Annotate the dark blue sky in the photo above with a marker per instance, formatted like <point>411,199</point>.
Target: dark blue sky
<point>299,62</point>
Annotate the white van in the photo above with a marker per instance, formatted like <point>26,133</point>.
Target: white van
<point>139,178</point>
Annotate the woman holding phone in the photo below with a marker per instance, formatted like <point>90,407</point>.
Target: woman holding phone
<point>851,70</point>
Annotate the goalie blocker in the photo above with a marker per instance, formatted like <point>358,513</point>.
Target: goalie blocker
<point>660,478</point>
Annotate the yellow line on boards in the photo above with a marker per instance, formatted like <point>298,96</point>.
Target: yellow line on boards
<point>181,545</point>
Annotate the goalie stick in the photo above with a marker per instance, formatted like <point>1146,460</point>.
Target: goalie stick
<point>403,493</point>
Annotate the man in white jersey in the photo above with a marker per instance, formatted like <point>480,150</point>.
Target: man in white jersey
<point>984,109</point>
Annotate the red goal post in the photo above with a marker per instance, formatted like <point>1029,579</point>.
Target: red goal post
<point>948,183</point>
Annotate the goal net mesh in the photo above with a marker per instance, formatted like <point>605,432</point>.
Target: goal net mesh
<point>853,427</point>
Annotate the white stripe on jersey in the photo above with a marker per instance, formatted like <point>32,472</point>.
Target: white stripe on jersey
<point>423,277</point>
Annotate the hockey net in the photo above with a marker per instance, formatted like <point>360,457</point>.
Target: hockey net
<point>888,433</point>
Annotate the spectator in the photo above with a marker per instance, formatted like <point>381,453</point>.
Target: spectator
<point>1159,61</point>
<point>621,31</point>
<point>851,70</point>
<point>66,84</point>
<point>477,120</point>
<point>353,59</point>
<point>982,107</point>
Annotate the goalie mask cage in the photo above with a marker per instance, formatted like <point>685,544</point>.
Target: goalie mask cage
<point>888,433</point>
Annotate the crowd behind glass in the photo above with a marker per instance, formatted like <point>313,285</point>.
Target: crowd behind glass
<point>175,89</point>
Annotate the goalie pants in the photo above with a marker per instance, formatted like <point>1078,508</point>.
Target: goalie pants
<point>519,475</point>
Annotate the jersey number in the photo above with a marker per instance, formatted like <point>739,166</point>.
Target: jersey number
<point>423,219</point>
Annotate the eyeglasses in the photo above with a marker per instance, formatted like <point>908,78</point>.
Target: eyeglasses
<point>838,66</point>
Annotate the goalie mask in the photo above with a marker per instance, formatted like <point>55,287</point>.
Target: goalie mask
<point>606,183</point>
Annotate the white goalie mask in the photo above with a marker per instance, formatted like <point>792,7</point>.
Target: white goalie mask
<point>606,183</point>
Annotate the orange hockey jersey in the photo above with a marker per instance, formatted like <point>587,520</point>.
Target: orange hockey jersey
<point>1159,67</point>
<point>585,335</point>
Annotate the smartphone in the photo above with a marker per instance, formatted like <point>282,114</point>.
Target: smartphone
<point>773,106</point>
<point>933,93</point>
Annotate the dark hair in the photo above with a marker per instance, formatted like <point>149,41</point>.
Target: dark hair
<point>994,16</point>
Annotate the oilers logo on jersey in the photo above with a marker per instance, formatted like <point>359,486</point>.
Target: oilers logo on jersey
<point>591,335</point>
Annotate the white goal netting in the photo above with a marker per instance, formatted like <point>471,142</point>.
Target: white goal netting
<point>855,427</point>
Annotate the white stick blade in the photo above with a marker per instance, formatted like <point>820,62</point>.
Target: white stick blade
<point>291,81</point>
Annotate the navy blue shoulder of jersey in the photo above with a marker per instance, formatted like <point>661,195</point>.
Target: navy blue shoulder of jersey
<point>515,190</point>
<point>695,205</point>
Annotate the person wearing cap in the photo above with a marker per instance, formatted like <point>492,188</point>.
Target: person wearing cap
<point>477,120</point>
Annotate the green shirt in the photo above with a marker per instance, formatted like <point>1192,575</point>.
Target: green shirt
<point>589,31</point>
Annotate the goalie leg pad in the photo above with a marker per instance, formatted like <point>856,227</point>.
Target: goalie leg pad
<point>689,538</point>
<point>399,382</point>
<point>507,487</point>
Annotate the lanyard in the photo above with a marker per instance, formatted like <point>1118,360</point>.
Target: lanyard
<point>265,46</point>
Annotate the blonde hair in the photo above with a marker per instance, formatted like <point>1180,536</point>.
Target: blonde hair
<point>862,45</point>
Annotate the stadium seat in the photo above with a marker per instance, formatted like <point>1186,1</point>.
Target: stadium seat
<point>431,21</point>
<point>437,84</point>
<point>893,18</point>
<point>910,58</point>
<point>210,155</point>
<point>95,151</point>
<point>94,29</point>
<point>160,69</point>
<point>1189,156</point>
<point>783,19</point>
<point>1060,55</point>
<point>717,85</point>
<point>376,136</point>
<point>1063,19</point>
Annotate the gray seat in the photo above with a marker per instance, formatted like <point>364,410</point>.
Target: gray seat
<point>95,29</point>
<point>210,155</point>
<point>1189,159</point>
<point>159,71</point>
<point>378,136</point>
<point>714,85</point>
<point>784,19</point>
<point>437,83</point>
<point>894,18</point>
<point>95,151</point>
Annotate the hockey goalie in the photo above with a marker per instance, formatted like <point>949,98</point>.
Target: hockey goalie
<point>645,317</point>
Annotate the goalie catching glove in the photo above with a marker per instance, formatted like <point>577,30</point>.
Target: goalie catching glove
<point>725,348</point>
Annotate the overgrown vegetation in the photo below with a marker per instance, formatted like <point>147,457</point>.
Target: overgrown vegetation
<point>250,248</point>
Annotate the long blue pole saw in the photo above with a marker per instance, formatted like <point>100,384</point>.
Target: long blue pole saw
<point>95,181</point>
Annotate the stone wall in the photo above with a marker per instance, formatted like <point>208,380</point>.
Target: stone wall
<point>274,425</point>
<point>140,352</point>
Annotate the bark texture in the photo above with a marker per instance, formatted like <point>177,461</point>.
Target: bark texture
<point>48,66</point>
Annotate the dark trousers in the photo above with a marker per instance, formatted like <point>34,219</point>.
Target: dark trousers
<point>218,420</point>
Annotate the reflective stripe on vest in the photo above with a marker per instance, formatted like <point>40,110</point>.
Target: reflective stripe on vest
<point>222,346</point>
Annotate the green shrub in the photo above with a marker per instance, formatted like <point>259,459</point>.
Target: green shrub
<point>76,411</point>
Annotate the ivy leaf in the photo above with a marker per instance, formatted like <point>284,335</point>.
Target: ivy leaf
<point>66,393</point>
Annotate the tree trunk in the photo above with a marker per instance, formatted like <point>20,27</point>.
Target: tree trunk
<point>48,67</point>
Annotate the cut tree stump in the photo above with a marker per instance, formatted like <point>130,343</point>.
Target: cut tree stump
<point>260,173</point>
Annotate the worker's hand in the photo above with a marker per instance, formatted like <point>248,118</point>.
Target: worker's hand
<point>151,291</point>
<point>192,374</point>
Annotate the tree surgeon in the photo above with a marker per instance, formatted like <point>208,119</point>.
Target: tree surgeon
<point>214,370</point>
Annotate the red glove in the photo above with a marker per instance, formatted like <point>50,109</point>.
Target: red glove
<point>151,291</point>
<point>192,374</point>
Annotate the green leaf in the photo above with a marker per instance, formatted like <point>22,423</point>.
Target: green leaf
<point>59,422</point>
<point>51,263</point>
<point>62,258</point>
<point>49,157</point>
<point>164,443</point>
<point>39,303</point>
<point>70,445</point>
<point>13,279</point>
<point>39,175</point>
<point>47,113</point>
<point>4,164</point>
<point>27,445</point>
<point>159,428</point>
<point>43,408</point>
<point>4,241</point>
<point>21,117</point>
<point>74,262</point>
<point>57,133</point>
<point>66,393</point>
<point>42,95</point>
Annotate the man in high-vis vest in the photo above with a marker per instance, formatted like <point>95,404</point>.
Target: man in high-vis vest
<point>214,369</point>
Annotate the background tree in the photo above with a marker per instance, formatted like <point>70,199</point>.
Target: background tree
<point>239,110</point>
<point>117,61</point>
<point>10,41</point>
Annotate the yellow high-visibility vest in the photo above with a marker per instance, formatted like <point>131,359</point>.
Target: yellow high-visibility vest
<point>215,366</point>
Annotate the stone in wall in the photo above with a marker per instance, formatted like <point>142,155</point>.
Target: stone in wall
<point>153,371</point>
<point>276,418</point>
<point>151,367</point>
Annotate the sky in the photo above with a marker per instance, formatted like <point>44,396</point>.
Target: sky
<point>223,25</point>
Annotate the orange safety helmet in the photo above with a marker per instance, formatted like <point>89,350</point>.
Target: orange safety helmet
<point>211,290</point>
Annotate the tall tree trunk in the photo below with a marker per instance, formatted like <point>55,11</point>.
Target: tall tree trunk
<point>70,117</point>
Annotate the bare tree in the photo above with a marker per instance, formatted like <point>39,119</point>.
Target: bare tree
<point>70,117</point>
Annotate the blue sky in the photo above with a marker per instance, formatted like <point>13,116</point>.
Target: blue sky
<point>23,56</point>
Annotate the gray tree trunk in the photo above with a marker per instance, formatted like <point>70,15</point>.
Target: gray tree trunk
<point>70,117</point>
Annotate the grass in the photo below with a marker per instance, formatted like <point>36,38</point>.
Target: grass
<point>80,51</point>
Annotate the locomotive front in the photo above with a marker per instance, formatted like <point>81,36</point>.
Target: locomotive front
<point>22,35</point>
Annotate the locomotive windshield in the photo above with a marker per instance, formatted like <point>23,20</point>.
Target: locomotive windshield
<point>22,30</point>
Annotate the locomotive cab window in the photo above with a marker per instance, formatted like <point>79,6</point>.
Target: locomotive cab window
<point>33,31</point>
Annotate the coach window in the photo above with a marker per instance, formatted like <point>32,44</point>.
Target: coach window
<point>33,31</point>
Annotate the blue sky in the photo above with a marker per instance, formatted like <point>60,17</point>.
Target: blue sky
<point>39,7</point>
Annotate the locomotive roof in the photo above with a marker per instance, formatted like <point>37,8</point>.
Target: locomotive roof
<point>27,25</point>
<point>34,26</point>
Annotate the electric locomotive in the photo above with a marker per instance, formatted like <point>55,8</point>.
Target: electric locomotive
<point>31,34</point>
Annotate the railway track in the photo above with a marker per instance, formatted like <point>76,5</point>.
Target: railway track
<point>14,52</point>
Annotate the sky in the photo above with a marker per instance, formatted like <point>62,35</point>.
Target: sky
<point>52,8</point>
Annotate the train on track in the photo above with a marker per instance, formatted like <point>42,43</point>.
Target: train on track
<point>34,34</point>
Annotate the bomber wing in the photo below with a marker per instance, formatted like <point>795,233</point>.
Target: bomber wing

REQUIRED TASK: Rewrite the stretch of records from the line containing "Annotate the gray tree" through the line containing "<point>22,30</point>", swapping "windshield" for "front window" and keeping everything else the same.

THE ANSWER:
Annotate the gray tree trunk in the photo above with a marker per instance, formatted like <point>70,15</point>.
Target: gray tree trunk
<point>70,117</point>
Annotate the grass in the photo below with a marker per instance, formatted like <point>36,38</point>.
Target: grass
<point>80,51</point>
Annotate the locomotive front in the photo above with a marker per instance, formatted like <point>81,36</point>.
Target: locomotive front
<point>22,35</point>
Annotate the locomotive front window in the photo above with a marker per instance, formatted like <point>23,20</point>.
Target: locomotive front window
<point>22,30</point>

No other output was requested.